[Requirements]
Reproduce the listing word for word, from the line with "[locate] tent metal" to the line with "<point>718,169</point>", both ends included. Leave the pictures out.

[Data for the task]
------------------------------------------------------------------------
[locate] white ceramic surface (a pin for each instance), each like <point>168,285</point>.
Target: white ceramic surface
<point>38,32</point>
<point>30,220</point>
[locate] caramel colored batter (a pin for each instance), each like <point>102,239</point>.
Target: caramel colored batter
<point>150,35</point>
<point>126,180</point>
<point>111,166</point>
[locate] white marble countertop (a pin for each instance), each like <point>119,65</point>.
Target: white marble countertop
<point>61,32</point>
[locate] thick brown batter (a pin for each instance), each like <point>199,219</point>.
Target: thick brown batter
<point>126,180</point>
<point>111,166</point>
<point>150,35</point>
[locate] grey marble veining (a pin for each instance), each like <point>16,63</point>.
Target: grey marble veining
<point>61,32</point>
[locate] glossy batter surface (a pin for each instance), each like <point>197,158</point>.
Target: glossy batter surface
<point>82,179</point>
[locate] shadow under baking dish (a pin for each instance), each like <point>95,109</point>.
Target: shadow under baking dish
------------------------------------------------------------------------
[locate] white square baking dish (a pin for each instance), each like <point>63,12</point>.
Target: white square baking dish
------------------------------------------------------------------------
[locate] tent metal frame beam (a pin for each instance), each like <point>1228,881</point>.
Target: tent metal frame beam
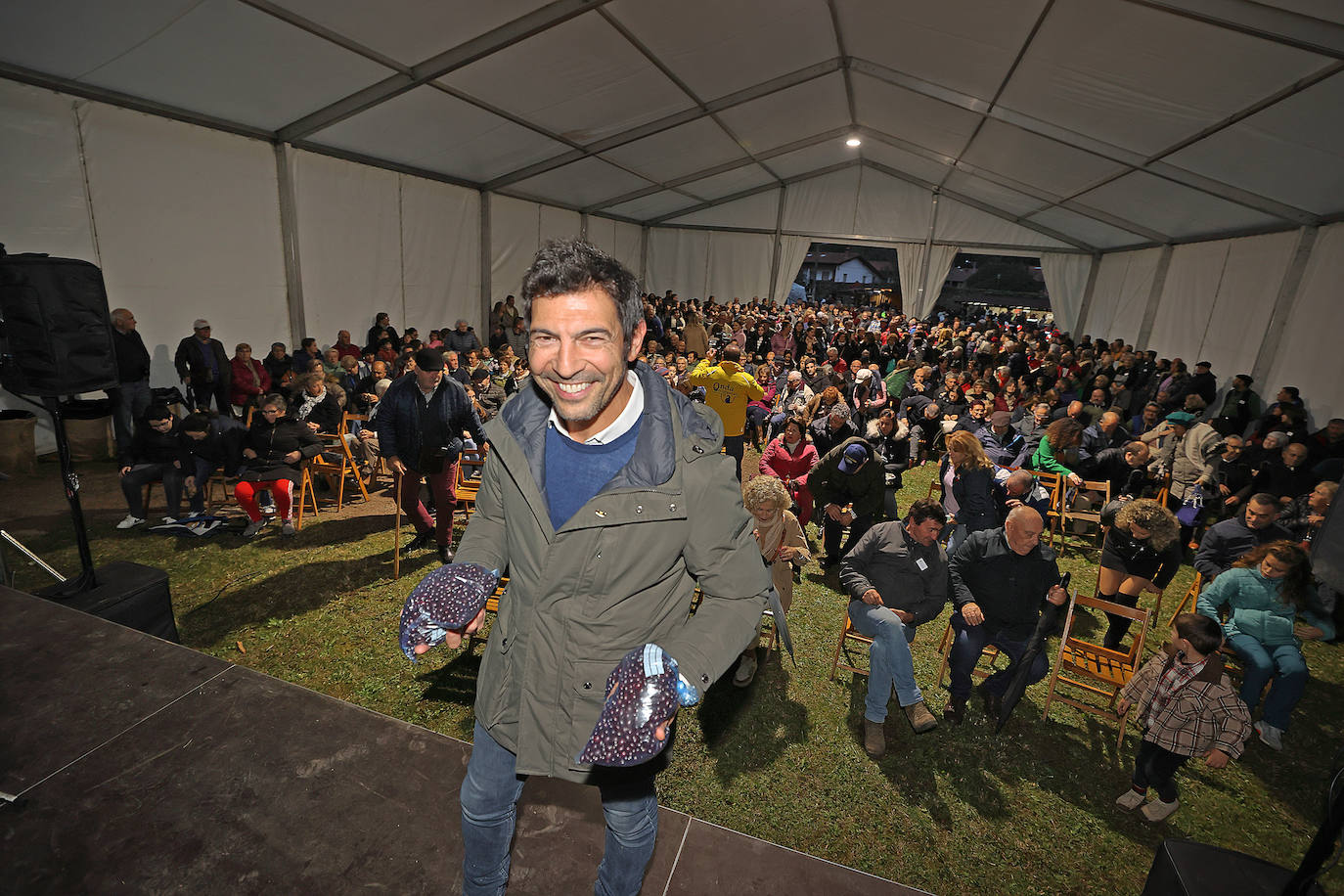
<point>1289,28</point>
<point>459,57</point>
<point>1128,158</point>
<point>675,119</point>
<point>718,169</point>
------------------------------------------------------------------------
[Correct output]
[locate] tent metal frame beam (a pin for each instance), each like <point>1228,881</point>.
Target: tent metal frame beam
<point>1289,28</point>
<point>459,57</point>
<point>1128,158</point>
<point>675,119</point>
<point>718,169</point>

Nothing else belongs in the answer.